* BEGIN *
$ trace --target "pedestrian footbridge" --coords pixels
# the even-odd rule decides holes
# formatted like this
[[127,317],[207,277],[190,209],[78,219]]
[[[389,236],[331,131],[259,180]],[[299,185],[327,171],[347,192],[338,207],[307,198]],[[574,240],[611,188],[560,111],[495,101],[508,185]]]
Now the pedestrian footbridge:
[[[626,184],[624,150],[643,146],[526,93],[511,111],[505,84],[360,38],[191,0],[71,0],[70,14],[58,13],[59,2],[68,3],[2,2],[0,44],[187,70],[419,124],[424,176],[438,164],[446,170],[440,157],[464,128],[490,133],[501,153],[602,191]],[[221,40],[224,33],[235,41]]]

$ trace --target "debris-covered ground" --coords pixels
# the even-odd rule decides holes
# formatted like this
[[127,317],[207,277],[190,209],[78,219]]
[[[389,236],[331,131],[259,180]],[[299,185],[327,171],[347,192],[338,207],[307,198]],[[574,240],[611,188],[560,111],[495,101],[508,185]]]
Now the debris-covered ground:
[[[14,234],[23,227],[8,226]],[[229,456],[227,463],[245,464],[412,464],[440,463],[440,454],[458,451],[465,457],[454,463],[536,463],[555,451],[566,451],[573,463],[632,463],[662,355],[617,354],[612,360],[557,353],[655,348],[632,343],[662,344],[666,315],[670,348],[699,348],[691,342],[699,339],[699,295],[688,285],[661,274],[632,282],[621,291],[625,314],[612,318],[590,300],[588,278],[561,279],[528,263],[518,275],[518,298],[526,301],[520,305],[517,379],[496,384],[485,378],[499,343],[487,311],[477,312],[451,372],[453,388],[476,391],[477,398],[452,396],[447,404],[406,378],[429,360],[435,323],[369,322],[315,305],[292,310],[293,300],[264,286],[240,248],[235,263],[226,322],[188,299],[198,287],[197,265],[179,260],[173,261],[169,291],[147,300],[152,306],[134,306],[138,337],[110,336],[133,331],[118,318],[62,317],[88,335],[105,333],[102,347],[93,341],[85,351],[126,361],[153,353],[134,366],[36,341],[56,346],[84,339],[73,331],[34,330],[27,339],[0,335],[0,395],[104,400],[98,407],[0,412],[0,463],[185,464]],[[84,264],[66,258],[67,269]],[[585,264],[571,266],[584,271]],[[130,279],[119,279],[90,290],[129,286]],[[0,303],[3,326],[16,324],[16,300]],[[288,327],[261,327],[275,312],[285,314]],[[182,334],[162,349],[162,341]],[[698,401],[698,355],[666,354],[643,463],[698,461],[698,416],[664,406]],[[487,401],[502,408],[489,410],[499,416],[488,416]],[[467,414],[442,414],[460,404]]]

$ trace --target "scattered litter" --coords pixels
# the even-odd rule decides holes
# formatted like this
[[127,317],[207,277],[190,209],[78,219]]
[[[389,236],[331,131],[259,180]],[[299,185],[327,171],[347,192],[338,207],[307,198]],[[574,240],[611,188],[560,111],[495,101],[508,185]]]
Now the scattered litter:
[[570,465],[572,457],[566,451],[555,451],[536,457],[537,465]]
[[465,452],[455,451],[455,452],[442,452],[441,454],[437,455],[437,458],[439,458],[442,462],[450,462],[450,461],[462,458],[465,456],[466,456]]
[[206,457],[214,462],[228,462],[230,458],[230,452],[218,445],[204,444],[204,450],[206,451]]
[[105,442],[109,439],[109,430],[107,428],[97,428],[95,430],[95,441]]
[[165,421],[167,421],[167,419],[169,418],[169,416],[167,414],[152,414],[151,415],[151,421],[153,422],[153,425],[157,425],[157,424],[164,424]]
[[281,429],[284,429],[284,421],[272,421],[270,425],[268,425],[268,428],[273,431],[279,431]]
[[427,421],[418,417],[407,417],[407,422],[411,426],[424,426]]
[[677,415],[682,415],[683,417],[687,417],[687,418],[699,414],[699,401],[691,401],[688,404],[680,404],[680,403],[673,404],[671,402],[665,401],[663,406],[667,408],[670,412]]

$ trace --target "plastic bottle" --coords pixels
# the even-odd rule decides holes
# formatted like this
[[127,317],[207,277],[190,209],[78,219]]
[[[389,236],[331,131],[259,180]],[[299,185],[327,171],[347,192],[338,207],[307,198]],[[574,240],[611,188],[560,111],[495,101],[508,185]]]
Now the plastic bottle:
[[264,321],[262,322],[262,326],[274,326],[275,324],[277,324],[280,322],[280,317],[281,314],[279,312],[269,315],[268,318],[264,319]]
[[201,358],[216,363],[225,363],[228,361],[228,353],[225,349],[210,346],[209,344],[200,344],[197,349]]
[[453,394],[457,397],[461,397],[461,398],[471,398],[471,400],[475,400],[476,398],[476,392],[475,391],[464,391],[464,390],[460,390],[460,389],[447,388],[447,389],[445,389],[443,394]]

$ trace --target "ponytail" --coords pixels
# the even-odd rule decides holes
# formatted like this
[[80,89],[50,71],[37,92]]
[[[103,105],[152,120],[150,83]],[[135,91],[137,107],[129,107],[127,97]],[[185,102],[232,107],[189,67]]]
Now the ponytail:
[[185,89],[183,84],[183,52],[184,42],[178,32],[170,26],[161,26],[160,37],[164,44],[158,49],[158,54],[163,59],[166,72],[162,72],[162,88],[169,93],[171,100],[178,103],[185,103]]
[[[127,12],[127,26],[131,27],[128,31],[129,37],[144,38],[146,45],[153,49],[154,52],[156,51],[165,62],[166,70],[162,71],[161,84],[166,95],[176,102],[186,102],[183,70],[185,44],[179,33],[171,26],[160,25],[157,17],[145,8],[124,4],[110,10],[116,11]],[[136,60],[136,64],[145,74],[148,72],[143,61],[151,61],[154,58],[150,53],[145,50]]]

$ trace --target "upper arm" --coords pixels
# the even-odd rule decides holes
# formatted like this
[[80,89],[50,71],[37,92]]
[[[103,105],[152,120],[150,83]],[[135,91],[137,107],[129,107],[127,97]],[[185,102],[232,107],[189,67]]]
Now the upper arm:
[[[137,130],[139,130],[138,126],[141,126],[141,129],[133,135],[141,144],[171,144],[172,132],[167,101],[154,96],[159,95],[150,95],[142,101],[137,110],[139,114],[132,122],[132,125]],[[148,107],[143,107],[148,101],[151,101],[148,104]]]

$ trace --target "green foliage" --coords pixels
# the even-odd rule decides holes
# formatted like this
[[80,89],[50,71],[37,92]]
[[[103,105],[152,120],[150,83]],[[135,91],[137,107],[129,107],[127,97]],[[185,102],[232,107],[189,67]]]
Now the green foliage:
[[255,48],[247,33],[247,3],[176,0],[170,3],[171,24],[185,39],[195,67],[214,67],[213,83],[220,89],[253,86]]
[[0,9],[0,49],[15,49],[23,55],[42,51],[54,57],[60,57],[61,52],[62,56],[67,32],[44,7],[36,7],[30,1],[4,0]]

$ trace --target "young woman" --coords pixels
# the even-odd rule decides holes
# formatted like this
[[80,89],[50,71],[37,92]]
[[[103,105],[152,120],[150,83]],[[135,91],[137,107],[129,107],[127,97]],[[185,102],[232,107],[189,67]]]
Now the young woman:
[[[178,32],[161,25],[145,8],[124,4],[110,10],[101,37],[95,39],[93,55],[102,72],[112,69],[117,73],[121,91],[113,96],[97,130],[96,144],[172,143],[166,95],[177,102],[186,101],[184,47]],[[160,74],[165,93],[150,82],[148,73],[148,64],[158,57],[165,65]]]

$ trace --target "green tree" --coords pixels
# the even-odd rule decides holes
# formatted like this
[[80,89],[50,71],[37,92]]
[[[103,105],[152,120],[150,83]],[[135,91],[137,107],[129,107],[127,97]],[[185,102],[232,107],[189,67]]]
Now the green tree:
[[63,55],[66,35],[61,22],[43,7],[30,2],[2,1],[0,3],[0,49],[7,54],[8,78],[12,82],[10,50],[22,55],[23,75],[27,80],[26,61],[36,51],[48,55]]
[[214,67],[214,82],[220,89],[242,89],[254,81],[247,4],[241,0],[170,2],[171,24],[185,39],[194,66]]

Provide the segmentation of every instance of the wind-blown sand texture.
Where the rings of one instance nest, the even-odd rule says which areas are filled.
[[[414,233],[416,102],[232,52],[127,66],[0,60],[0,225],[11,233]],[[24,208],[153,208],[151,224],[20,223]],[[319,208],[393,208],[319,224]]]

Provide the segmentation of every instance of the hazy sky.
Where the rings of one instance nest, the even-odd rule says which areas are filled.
* END *
Request
Which lines in the rows above contain the string "trace"? Report each of them in full.

Result of the exercise
$ trace --target "pedestrian footbridge" --coords pixels
$ trace --target "debris-covered ground" --coords pixels
$ trace --target "scattered litter" --coords pixels
$ trace --target "plastic bottle" --coords pixels
$ trace --target "ponytail" --coords pixels
$ trace --target "upper arm" --coords pixels
$ trace --target "green foliage" --coords pixels
$ trace --target "young woman" --coords pixels
$ trace --target "green tree" --coords pixels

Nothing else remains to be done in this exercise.